**Exercise instructions:** Once you have read the records below, restate them word for word.

(Stored records)
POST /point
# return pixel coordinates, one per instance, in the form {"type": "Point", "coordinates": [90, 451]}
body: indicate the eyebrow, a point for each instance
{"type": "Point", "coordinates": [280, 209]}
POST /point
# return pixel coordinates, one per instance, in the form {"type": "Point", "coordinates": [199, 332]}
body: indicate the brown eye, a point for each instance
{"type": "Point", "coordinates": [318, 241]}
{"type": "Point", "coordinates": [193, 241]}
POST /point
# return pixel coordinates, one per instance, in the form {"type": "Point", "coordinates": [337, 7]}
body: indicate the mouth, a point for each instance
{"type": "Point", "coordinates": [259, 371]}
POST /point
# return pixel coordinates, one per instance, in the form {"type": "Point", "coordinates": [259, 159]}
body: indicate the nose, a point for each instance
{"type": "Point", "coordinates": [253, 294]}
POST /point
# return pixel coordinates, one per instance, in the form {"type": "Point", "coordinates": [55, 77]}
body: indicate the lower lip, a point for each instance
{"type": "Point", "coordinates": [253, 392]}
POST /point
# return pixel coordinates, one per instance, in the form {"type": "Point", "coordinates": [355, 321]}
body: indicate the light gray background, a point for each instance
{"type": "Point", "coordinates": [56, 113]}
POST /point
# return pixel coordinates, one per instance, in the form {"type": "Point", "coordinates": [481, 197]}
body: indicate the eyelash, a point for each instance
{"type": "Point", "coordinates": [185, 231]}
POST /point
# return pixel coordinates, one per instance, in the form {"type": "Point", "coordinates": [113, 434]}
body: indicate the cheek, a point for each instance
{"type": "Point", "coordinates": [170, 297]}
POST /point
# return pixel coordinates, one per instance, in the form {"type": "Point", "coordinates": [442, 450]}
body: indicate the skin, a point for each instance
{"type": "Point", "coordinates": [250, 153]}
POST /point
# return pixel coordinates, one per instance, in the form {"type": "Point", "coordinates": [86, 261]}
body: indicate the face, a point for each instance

**Exercise output:**
POST /point
# return pixel coordinates, one per instance, in the form {"type": "Point", "coordinates": [90, 451]}
body: indicate the eyebrow, a point for each instance
{"type": "Point", "coordinates": [280, 209]}
POST /point
# return pixel coordinates, one per instance, in the form {"type": "Point", "coordinates": [199, 332]}
body: indicate the brown eye, a point for each instance
{"type": "Point", "coordinates": [318, 241]}
{"type": "Point", "coordinates": [193, 241]}
POST /point
# return pixel coordinates, one per instance, in the form {"type": "Point", "coordinates": [337, 7]}
body: indicate the mouth, a point for each instance
{"type": "Point", "coordinates": [259, 371]}
POST /point
# return pixel coordinates, one per instance, in the form {"type": "Point", "coordinates": [259, 159]}
body: indicate the nose, a point for each instance
{"type": "Point", "coordinates": [253, 294]}
POST /point
# return pixel coordinates, one per instance, in the form {"type": "Point", "coordinates": [55, 77]}
body: indicate the lower lip, a point for each instance
{"type": "Point", "coordinates": [253, 392]}
POST /point
# return pixel coordinates, one per instance, in the form {"type": "Point", "coordinates": [355, 321]}
body: indicate the light gray background, a point for each instance
{"type": "Point", "coordinates": [56, 113]}
POST /point
# return pixel coordinates, one per instance, in the form {"type": "Point", "coordinates": [481, 197]}
body: indicate the eyelash, a point for each instance
{"type": "Point", "coordinates": [185, 231]}
POST /point
# return pixel coordinates, one per instance, in the form {"type": "Point", "coordinates": [113, 434]}
body: indicate the cheek, a point for each instance
{"type": "Point", "coordinates": [170, 297]}
POST /point
# return pixel coordinates, one per instance, in the form {"type": "Point", "coordinates": [442, 450]}
body: indicate the skin, a point for each instance
{"type": "Point", "coordinates": [250, 153]}
POST /point
# return pixel coordinates, one per instance, in the form {"type": "Point", "coordinates": [86, 261]}
body: indicate the face, a point for each instance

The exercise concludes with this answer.